- BRIEF -
Count the lines in the rows below that contain the string "tomato", matching case exactly, and reply with the number alone.
** begin INPUT RECORDS **
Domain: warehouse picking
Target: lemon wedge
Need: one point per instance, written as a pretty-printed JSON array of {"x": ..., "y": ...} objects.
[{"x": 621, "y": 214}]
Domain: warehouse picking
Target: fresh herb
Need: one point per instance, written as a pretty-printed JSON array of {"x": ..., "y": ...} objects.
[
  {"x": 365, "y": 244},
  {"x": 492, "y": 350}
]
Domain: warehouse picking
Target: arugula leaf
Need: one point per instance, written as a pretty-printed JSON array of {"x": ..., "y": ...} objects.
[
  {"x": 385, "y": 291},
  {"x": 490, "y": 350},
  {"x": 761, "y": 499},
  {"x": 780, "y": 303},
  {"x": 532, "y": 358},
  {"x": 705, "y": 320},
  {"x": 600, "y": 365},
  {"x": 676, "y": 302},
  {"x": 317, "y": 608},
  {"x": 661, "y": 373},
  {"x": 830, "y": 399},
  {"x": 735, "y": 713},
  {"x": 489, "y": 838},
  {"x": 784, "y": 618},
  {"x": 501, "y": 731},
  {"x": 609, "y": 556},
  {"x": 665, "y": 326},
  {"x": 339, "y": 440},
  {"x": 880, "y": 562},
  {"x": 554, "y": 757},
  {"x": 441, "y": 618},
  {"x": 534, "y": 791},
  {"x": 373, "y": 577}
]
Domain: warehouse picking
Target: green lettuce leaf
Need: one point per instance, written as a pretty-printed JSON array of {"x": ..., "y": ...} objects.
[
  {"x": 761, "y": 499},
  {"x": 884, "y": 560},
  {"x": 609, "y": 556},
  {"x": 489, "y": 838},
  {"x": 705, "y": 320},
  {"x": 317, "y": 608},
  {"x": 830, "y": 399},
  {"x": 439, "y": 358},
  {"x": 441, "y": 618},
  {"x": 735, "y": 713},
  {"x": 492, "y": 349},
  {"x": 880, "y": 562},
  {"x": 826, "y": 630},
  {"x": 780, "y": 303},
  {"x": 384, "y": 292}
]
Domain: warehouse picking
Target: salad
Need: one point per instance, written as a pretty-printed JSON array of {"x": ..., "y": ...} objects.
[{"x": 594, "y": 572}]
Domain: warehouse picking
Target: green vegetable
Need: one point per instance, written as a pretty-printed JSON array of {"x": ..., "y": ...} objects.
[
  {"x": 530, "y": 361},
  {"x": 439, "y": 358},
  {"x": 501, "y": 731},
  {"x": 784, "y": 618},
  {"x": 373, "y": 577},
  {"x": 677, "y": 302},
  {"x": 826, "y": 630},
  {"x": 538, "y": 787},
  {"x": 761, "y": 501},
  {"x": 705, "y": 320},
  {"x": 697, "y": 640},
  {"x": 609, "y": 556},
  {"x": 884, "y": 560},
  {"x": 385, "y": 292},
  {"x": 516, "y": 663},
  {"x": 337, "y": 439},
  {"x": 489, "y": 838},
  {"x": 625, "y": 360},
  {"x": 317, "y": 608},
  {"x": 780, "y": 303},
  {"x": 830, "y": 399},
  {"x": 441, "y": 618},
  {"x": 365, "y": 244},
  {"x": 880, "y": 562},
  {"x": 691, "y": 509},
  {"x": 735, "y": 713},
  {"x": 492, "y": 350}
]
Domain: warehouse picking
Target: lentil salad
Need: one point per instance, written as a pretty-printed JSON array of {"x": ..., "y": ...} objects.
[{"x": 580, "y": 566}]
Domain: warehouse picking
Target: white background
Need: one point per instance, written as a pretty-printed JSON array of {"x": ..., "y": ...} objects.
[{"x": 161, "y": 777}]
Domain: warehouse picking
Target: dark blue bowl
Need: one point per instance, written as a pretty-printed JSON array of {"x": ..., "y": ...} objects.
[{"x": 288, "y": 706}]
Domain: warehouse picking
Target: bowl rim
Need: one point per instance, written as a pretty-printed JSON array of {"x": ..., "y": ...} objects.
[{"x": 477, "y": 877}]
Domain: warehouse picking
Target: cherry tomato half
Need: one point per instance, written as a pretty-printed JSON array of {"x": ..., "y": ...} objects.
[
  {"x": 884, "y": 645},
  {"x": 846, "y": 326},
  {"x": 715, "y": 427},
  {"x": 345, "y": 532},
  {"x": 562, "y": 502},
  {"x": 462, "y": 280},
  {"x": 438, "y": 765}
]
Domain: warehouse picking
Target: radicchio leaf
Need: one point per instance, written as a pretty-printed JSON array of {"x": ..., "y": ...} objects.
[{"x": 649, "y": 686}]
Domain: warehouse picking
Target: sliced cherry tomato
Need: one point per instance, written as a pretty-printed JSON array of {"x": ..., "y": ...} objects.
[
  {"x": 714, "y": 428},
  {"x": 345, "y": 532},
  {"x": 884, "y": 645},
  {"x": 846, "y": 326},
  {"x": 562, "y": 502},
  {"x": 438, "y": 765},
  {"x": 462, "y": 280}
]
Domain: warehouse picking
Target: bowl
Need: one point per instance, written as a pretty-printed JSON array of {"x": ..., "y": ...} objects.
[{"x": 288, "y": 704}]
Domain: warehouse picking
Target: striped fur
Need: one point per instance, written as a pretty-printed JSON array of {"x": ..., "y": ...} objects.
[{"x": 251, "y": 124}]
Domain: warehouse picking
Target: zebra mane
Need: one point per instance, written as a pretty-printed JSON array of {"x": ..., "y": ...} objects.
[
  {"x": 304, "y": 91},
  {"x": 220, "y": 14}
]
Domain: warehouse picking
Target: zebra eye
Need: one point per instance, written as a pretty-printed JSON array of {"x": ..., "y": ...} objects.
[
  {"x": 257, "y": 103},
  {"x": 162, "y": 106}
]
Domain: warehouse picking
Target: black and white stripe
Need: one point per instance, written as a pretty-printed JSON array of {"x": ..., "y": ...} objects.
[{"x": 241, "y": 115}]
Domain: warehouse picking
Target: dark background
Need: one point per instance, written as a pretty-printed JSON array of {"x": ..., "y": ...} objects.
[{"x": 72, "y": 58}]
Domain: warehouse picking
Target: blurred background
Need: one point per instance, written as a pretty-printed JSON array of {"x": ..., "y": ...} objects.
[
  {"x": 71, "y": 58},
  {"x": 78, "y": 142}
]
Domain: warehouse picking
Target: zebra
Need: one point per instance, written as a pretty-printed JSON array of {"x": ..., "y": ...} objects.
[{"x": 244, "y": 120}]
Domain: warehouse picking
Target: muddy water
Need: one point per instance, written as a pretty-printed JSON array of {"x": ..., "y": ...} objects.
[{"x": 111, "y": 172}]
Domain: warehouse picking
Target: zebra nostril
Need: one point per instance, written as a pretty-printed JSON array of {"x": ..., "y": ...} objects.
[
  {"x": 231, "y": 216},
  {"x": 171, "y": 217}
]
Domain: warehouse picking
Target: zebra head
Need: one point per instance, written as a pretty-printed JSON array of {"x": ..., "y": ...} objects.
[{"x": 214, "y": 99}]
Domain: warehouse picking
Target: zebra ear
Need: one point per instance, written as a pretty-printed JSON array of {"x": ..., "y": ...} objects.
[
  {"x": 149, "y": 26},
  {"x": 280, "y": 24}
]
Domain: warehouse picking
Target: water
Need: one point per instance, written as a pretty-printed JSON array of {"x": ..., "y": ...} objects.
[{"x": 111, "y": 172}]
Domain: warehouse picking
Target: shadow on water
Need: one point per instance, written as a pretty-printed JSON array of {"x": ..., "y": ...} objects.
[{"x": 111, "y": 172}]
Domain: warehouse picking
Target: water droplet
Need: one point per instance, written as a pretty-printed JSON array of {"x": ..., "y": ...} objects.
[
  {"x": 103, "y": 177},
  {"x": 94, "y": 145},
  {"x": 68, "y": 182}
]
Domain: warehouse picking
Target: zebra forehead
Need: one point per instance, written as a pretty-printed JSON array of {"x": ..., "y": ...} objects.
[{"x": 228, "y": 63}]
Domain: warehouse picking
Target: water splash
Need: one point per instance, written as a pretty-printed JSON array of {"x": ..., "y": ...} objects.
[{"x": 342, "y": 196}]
** end INPUT RECORDS **
- TASK SOLUTION -
2